## Instrucciones
a. Por favor, reproduce textualmente el fragmento del artículo sobre la soledad que va desde "Pero sí hubo" hasta "abandonó del todo.".
b. Según el artículo sobre la soledad, ¿a qué edad compuso su primera canción quien lo narra?
━━━━━ Artículo ━━━━━
“Yes I’m Lonely / I wanna die”.
John Lennon, “Yer Blues”
Sé muy bien lo que se siente ser un solitario. Lo fui a lo largo de muchos años, sobre todo durante mi niñez y mi adolescencia. Ese sentimiento de estar solo y ser un incomprendido muchos lo hemos experimentado, aunque algunos con mayor vehemencia. Uno mira a su alrededor y se topa con gente que no lo entiende, que posee otros valores, que busca otras cosas, que mira la vida de manera muy distinta. Y esa gente es mayoría, por lo que la desolación, la sensación de hallarse solo en el mundo, aumenta y se agrava.
Soy el segundo de cinco hermanos. Mi padre falleció cuando ya era yo un adulto y mi madre aún vive, saludable a sus noventa y tres años. No conocí a mis abuelos, pero sí a mis dos abuelas. Siempre estuve rodeado de tíos y tías, de primos y primas, tanto del lado de mi familia paterna como de la materna. Amigos he tenido muchos. En pocas palabras, no me puedo quejar de falta de gente a mi alrededor y, no obstante, muchas veces me sentí solo y falto de comprensión.
Supongo que ese saberme solitario hizo que me volviera más creativo y que me inventara juegos en los cuales yo era el único participante. Luego encontré dos refugios: el de la música y el de la lectura que, por ahí de mis doce, trece o catorce años, se transformarían en mis primeros textos escritos y mis primeras composiciones musicales. Escribí una novela corta a los diecisiete años y mi primera canción la hice a los catorce. Quizá si no hubiera sido tan retraído e introvertido, jamás me hubiera dado por la música y las letras.
Pero sí hubo una seria desventaja en eso de ser un solitario: las mujeres no me hacían caso. Nunca tuve novia de adolescente, a pesar de haber estado perdidamente enamorado de cinco o seis chavas. Mi primera relación sentimental se dio hasta mis diecinueve marzos y fue con la mujer que habría de ser la madre de mis hijos, con quien permanecería dieciocho años. Estuve casado, tengo dos vástagos y aun así, el sentimiento de ser un solitario no me abandonó del todo.
━━━━━ Información registrada ━━━━━
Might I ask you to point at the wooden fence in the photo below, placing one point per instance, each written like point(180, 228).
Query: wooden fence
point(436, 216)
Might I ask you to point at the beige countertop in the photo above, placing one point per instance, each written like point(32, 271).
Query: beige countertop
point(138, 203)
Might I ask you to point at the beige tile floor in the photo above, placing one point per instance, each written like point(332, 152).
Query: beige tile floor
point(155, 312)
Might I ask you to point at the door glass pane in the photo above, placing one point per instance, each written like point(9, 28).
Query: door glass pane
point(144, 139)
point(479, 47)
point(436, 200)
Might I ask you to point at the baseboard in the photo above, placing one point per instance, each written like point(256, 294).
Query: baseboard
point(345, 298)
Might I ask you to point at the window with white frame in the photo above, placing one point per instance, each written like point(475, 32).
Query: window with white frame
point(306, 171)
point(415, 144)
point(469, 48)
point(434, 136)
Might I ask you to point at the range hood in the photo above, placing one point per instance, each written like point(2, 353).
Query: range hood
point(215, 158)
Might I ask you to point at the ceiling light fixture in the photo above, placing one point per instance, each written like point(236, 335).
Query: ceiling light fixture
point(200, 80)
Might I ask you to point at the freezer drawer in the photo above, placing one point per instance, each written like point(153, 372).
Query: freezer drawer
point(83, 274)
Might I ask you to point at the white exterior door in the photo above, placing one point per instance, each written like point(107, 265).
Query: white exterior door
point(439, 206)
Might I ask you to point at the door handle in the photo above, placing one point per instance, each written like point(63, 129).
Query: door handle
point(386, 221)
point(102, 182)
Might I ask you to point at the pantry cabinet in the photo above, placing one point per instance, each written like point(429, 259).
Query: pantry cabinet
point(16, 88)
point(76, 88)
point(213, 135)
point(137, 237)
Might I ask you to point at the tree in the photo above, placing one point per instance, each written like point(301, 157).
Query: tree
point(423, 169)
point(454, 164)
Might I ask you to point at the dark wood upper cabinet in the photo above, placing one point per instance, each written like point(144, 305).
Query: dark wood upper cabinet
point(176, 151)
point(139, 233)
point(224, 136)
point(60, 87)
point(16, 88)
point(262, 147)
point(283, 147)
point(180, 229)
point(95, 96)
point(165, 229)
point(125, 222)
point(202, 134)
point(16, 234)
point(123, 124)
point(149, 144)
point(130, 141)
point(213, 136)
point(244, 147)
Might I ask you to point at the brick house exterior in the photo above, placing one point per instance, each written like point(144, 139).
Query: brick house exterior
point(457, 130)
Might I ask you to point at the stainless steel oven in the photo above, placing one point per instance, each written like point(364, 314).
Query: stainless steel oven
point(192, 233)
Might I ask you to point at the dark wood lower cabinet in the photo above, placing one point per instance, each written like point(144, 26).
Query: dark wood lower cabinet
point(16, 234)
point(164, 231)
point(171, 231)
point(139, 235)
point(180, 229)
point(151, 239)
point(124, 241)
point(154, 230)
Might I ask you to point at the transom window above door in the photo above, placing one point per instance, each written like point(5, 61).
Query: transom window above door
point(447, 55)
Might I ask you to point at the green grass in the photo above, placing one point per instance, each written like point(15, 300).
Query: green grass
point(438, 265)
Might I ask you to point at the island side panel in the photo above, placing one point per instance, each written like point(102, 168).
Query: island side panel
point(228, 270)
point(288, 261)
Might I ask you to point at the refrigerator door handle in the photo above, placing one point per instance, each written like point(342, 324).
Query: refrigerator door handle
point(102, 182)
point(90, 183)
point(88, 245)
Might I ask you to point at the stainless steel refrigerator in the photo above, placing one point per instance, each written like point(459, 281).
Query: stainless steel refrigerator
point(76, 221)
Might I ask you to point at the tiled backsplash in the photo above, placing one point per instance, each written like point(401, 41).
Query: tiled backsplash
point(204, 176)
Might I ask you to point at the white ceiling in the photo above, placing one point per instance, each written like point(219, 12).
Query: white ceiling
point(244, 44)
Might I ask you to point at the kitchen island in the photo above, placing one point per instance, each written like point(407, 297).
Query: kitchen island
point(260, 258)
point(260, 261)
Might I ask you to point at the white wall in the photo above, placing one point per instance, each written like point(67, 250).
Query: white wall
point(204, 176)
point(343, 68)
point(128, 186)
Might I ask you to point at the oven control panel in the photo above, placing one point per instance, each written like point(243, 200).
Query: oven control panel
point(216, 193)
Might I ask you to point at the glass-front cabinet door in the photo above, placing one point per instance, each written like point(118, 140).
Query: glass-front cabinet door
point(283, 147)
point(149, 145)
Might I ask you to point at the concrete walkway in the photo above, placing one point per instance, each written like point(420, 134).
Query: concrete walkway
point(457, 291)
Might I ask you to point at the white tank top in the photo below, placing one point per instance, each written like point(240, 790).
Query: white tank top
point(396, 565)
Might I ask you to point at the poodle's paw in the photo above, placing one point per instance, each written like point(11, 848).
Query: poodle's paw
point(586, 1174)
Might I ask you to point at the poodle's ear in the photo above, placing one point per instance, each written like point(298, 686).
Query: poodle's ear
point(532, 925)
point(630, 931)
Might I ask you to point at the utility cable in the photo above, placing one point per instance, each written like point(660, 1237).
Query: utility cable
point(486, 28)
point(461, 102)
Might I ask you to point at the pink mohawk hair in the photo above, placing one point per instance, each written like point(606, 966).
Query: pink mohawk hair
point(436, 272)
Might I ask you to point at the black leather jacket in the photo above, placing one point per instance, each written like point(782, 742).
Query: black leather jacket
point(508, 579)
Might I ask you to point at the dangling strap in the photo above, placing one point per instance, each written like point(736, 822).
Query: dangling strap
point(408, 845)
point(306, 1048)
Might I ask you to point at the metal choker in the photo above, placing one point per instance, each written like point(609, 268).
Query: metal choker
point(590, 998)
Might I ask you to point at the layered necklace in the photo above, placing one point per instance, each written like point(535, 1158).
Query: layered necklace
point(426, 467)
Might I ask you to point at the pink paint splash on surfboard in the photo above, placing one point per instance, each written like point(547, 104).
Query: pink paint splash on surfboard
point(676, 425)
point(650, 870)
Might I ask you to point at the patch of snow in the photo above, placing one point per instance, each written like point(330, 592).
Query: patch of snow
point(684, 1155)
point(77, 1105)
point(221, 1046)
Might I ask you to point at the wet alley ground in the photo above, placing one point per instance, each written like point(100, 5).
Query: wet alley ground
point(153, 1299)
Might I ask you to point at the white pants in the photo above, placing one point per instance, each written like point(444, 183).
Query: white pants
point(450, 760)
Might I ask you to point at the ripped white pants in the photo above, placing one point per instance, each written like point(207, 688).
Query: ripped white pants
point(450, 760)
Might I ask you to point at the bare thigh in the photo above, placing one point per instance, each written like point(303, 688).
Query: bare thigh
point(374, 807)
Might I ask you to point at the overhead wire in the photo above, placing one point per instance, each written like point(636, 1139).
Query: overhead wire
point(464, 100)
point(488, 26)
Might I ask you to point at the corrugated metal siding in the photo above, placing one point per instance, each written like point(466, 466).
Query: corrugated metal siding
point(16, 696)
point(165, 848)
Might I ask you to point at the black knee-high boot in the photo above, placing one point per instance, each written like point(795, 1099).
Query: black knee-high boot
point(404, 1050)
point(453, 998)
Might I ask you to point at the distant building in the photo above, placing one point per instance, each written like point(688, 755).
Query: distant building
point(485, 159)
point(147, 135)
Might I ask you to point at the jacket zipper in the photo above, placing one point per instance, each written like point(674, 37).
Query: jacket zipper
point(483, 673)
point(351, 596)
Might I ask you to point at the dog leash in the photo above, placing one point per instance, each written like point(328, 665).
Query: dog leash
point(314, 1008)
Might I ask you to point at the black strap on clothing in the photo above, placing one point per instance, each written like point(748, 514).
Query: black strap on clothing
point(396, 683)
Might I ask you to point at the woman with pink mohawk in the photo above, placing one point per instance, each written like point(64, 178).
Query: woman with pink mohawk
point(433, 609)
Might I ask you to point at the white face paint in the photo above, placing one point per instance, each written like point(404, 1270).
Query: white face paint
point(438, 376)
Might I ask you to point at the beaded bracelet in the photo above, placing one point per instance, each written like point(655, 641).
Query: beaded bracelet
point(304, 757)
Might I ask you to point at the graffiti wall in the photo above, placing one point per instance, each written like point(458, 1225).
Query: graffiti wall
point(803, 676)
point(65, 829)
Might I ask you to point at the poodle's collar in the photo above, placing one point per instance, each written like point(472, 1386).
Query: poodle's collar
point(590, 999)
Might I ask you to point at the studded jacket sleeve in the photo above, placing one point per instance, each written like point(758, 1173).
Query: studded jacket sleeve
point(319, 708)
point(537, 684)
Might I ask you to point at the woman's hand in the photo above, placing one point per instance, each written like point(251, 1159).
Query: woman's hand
━━━━━
## Resultados del ejercicio
a.
Pero sí hubo una seria desventaja en eso de ser un solitario: las mujeres no me hacían caso. Nunca tuve novia de adolescente, a pesar de haber estado perdidamente enamorado de cinco o seis chavas. Mi primera relación sentimental se dio hasta mis diecinueve marzos y fue con la mujer que habría de ser la madre de mis hijos, con quien permanecería dieciocho años. Estuve casado, tengo dos vástagos y aun así, el sentimiento de ser un solitario no me abandonó del todo.

b. A los catorce años.